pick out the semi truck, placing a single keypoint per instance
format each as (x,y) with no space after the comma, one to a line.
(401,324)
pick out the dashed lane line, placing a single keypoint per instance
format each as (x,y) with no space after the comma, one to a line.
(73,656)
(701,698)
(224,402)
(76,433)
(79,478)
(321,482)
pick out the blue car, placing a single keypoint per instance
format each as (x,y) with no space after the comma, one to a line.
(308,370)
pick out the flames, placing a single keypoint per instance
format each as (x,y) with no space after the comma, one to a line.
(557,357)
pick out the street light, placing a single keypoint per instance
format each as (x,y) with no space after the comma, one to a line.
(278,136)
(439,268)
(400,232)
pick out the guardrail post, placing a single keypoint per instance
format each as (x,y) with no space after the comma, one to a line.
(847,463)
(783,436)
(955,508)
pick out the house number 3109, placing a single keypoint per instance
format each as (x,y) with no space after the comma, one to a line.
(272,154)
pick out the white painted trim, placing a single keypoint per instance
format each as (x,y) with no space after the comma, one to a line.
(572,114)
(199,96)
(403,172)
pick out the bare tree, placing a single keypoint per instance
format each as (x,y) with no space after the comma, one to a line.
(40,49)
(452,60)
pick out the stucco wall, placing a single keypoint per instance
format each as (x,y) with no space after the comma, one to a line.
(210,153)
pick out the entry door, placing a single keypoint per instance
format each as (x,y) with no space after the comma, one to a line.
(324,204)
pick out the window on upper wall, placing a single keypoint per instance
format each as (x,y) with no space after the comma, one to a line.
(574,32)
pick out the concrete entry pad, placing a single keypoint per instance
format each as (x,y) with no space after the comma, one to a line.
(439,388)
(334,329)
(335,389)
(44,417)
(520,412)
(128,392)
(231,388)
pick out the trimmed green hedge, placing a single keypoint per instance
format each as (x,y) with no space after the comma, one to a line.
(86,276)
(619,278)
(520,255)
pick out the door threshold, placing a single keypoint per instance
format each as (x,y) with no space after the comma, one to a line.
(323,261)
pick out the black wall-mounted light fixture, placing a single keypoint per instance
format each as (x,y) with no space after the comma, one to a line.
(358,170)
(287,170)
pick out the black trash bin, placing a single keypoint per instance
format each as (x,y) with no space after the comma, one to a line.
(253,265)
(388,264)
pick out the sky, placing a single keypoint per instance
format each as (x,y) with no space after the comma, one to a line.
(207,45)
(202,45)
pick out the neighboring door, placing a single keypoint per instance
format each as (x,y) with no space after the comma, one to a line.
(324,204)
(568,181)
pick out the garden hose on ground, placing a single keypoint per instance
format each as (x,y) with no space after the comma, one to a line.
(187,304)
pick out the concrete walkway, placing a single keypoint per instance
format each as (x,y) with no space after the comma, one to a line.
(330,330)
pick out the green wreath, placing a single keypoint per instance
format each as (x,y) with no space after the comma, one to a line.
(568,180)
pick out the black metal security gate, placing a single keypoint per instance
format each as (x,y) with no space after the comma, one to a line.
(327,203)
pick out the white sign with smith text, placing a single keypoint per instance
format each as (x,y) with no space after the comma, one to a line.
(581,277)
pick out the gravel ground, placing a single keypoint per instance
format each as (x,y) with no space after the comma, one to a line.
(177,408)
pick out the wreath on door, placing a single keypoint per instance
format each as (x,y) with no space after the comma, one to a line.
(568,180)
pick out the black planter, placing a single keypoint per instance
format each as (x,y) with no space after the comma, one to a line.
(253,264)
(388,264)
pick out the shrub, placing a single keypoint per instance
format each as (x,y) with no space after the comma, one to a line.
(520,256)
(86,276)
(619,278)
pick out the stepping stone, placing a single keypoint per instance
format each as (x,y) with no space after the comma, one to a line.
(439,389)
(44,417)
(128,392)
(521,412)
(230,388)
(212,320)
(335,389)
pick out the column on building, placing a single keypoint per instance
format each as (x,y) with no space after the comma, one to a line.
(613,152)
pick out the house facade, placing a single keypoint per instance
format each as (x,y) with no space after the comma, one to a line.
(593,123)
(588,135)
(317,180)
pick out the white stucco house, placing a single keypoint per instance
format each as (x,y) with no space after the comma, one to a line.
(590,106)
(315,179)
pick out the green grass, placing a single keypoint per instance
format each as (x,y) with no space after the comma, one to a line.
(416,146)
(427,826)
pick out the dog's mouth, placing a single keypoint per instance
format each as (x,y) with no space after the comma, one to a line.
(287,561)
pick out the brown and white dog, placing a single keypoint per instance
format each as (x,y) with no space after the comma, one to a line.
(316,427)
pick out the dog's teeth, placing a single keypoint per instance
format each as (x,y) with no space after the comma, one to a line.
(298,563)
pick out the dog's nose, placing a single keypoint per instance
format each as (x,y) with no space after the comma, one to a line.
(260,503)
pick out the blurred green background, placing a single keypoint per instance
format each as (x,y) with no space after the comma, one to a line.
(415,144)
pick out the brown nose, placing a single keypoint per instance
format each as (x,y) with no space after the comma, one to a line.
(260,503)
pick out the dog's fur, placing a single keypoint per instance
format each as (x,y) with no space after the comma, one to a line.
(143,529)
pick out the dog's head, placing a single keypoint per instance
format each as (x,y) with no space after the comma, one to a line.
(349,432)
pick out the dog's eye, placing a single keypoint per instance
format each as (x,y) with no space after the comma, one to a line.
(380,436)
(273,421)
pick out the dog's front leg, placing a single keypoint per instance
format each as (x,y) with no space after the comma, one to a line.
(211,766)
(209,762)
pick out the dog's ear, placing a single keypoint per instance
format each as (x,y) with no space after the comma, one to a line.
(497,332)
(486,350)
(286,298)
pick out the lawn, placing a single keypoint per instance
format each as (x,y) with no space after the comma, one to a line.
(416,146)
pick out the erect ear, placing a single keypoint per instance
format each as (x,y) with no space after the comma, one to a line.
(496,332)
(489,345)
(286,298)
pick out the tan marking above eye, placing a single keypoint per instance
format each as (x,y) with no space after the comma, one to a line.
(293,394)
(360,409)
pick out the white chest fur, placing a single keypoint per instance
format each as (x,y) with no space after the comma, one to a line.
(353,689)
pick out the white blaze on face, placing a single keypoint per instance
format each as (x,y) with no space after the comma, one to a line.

EXERCISE TASK ->
Make an exact copy of the listing, including every line.

CORRECT ANSWER ->
pick out the semi truck, placing a single keypoint per instance
format each as (x,y) with no space after the comma, one to a line.
(401,324)
pick out the dashed lane line, placing a single keypoint per instance
format each as (x,y) with no space after the comma, one to a line.
(73,656)
(701,698)
(224,402)
(76,433)
(79,478)
(321,482)
pick out the blue car, placing a single keypoint per instance
format each as (x,y) with no space after the comma, one to a line.
(308,370)
pick out the flames, placing a single keypoint per instance
format each as (x,y) with no space after the comma, one to a line.
(557,357)
pick out the street light, placing a single keypoint per instance
format each as (x,y) with no space after the comma, one to a line.
(278,136)
(439,268)
(400,232)
pick out the guardrail post, placing a single keypoint per instance
format each as (x,y) with no space after the comma, one to a line.
(847,463)
(783,436)
(955,508)
pick out the house number 3109, placing a single keypoint per instance
format each as (x,y) with no space after the comma, one to a line.
(272,154)
pick out the white painted trim, placing a single keypoint per instance
format each as (x,y) with no space after the comma, one to a line.
(572,114)
(199,96)
(403,172)
pick out the bare tree, placing a single keypoint per instance
format each as (x,y) with no space after the comma, one to a line.
(40,49)
(452,60)
pick out the stucco wall, placing a single keypoint per instance
format each as (x,y) with no space after the comma, one to a line.
(210,153)
pick out the entry door, placing a single keypoint per instance
format each as (x,y) with no space after the comma, one to a line.
(324,204)
pick out the window on upper wall, placing a single keypoint per instance
format each as (x,y) with no space after the comma, one to a line.
(574,32)
pick out the concrete entry pad, placing a single keypoint per instance
format each as (x,y) with no space after the comma, one to a line.
(439,388)
(334,329)
(335,389)
(44,417)
(520,412)
(128,392)
(231,388)
pick out the trimmed green hedge, placing a single keypoint per instance
format each as (x,y) with no space after the comma, one to a line.
(86,276)
(619,278)
(520,255)
pick out the door threshold, placing a single keypoint per instance
format each as (x,y) with no space after the comma, one to a line.
(323,261)
pick out the black wall-mounted light fixture, placing a single keypoint per instance
format each as (x,y) with no space after the comma, one to a line.
(358,170)
(287,170)
pick out the black trash bin, placing a single keypoint per instance
format each as (x,y) with no space after the comma, one to a line.
(253,265)
(388,264)
pick out the sky, placing a single keypoint per instance
format each as (x,y) with no space after the comma, one to a line.
(207,45)
(202,45)
pick out the neighboring door, placing a single keypoint per instance
format each as (x,y) with no space after the comma, one to a line.
(324,204)
(568,181)
pick out the garden hose on ground, placing a single keypoint per instance
format each as (x,y) with no space after the comma, one to a line.
(187,304)
pick out the concrete walkway, placing a single keypoint per instance
format each as (x,y) with no space after the comma, one to a line.
(330,330)
pick out the green wreath, placing a single keypoint per instance
format each as (x,y) with no space after the comma, one to a line.
(568,180)
pick out the black metal security gate, placing a single keypoint per instance
format each as (x,y) with no space after the comma, one to a line.
(327,203)
pick out the white sign with smith text, placing a single keypoint per instance
format each as (x,y) with no space after the comma, one to a line.
(581,277)
pick out the gravel ground, placing a single keypoint per instance
format each as (x,y) with no space after the comma, one to a line.
(177,408)
pick out the wreath on door, placing a single keypoint per instance
format each as (x,y) with no space after the comma, one to a line.
(568,180)
pick out the black planter, placing a single keypoint per instance
format each as (x,y) with no space after the comma, one to a line.
(253,264)
(388,264)
pick out the shrub, placing a single keypoint per instance
format each as (x,y) with no space after the comma, one to a line.
(520,256)
(86,276)
(619,278)
pick out the stepping stone, placing a single keypoint per instance
format each as (x,y) with no space after the comma, one to a line.
(439,389)
(44,417)
(128,392)
(521,412)
(230,388)
(212,320)
(335,389)
pick out the column on building, placing a single keypoint per instance
format each as (x,y) with no space after the comma, one to a line.
(613,152)
pick out the house facade, placing a single keypoint per instance
format each as (x,y) with no space after the comma, one to a line.
(593,123)
(588,135)
(317,180)
pick out the white stucco house, placing a single keypoint per instance
format each as (x,y) with no space after the comma, one to a line.
(590,106)
(315,179)
pick out the green grass, placing a single keypoint per instance
format each as (x,y) with no space after the comma, one to a line.
(416,146)
(427,826)
pick out the dog's mouth, placing a single keypoint per instance
format each as (x,y) with no space after the comma, one to a line.
(287,561)
pick out the brown and white dog, placing a single keypoint per instance
format each as (x,y) with no space after the comma, one to a line.
(316,427)
pick out the dog's teeth, placing a single keypoint per instance
format each as (x,y) with no space after the comma, one to a line.
(298,563)
pick out the dog's nose, placing a single keypoint per instance
format each as (x,y) with no space after the comma, one to a line.
(260,503)
pick out the blurred green background, placing a single keypoint per instance
format each as (x,y) with no space after the comma, one to a line.
(415,144)
pick out the brown nose, placing a single keypoint per instance
format each as (x,y) with no space after the comma, one to a line.
(260,503)
pick out the dog's fur, placing a single keypoint per instance
format each as (x,y) with no space after the comma, one to a line.
(143,529)
pick out the dog's head, placing a single keypoint per instance
format each as (x,y) with no space after the comma, one to a line.
(349,432)
pick out the dog's eye, placing a single keypoint per instance
format each as (x,y) with no space after the comma, one to a line.
(380,436)
(273,421)
pick out the dog's front leg, placing a single keypoint per instance
format each as (x,y) with no space after the comma, one to a line.
(211,766)
(209,762)
pick out the dog's ear, placing a single keypoint per instance
format each as (x,y) with no space after the comma, one to a line.
(497,332)
(486,350)
(286,298)
pick out the lawn, placing a single keypoint per instance
format each as (x,y) with no space after the comma, one to a line.
(416,146)
pick out the erect ear, placing a single keypoint per instance
format each as (x,y) with no space after the comma, one to a line.
(496,332)
(489,345)
(286,298)
pick out the tan marking above eye, placing a single keypoint per instance
format each as (x,y) with no space after the comma, one to a line.
(293,394)
(360,409)
pick out the white chest fur, placing a single keypoint per instance
format each as (x,y) with no space after the comma, one to a line.
(353,689)
pick out the white blaze on face, placing a single keypoint per instance
format each as (x,y) with no space after the comma, one to a line.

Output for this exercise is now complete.